▸ **Problem**: Output, exactly as written, the lines of the data below from the one containing "Target: flying hawk" to the end.

Stored data entries:
---------------
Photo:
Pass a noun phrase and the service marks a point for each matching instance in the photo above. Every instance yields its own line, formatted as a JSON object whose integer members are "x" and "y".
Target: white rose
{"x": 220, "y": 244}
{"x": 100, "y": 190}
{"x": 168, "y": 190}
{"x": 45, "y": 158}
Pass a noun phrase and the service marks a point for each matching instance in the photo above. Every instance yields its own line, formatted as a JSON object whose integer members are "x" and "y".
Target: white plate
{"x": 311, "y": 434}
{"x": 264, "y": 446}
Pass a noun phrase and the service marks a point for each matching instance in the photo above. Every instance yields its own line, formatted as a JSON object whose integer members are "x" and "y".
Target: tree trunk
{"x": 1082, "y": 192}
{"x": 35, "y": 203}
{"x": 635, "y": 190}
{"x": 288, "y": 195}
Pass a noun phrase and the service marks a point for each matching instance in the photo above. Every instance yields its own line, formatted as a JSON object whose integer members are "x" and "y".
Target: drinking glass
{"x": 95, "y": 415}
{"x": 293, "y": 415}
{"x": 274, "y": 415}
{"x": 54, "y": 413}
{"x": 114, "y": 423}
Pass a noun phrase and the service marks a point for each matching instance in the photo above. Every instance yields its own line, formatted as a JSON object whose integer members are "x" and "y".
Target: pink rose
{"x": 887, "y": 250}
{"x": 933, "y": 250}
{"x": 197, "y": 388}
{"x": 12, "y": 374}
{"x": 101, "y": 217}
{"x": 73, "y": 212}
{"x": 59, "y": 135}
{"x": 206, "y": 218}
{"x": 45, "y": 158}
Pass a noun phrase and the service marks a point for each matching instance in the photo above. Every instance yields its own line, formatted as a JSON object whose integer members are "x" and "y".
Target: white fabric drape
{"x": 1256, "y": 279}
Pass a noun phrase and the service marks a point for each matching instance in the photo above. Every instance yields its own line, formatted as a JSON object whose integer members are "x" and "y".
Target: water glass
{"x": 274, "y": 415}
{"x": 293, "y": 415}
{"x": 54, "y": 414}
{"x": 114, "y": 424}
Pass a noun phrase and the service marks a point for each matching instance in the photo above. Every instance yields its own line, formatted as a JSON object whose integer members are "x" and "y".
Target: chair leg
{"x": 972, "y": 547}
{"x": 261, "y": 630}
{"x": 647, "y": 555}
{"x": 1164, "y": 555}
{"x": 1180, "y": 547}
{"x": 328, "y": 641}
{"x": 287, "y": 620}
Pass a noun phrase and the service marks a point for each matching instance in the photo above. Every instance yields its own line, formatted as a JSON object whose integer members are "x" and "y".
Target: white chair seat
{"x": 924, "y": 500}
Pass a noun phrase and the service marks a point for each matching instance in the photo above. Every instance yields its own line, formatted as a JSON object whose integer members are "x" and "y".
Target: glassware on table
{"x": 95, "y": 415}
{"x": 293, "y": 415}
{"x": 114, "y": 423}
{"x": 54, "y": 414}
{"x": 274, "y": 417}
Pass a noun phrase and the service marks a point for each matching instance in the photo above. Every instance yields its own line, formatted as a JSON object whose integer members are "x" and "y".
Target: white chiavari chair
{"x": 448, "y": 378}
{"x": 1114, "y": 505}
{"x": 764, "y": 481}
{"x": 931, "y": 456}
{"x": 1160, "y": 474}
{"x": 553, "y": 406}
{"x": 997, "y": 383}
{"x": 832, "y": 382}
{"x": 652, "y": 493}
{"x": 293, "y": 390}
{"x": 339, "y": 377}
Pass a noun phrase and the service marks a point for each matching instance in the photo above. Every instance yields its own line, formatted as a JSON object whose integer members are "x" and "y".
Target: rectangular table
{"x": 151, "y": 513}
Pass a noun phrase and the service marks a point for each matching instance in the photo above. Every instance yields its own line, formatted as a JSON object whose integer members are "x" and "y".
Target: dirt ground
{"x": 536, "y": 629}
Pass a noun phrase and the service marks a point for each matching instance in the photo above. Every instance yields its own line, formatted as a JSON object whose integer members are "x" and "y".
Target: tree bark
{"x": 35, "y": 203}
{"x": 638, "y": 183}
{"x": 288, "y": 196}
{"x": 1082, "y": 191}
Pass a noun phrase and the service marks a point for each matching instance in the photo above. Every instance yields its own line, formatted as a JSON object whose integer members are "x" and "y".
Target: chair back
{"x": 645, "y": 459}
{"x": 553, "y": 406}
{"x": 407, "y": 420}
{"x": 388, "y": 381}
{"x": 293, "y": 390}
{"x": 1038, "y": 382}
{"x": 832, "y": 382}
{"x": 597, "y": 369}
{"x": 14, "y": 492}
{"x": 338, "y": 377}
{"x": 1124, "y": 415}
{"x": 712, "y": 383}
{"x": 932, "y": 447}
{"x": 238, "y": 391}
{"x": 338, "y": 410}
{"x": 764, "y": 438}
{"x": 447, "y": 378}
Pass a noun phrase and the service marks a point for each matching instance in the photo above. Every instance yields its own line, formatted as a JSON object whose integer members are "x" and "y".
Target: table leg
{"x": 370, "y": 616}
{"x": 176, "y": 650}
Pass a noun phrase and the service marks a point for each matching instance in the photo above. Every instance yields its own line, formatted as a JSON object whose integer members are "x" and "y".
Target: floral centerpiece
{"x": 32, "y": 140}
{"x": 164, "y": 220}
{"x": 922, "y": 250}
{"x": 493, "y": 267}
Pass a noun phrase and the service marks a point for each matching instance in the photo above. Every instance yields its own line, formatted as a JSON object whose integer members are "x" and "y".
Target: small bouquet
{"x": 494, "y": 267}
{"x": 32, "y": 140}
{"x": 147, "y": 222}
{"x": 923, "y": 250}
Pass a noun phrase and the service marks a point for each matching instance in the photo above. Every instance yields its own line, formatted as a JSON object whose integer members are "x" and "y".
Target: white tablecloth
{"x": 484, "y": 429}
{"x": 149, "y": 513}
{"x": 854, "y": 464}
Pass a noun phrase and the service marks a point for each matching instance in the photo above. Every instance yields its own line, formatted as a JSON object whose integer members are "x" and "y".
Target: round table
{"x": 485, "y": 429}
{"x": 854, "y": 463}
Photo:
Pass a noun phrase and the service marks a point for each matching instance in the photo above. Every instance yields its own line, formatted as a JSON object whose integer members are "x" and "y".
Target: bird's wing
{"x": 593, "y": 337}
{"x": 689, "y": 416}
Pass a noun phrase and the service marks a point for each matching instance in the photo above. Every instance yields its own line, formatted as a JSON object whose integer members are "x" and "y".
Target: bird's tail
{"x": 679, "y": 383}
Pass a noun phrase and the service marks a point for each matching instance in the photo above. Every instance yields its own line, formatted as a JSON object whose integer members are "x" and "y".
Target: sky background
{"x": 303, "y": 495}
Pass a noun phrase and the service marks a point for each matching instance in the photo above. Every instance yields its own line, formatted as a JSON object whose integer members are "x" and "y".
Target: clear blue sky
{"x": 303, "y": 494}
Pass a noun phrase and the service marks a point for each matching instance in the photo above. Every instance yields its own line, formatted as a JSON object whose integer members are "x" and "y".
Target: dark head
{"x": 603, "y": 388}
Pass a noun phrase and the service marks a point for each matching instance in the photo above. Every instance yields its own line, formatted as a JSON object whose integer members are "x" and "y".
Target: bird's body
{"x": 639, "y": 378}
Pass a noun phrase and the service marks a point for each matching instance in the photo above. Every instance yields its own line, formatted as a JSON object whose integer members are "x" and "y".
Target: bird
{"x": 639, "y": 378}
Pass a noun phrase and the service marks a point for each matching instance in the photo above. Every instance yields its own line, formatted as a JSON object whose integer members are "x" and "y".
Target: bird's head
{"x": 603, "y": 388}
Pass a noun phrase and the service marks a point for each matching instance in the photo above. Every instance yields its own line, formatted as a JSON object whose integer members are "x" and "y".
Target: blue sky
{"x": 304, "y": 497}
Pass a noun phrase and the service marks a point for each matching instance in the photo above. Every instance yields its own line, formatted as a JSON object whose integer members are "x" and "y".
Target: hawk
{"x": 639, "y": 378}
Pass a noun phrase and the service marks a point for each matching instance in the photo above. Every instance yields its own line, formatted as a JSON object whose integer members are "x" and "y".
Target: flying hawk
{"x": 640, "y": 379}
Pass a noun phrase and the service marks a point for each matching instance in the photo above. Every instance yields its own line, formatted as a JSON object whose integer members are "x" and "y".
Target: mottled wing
---------------
▸ **Exercise output**:
Target: flying hawk
{"x": 640, "y": 379}
Pass a noun phrase and the service marks a point for each matching instance in the photo above. Every instance yields its own line, formatted as a JSON object whose integer members are "x" and "y".
Target: mottled wing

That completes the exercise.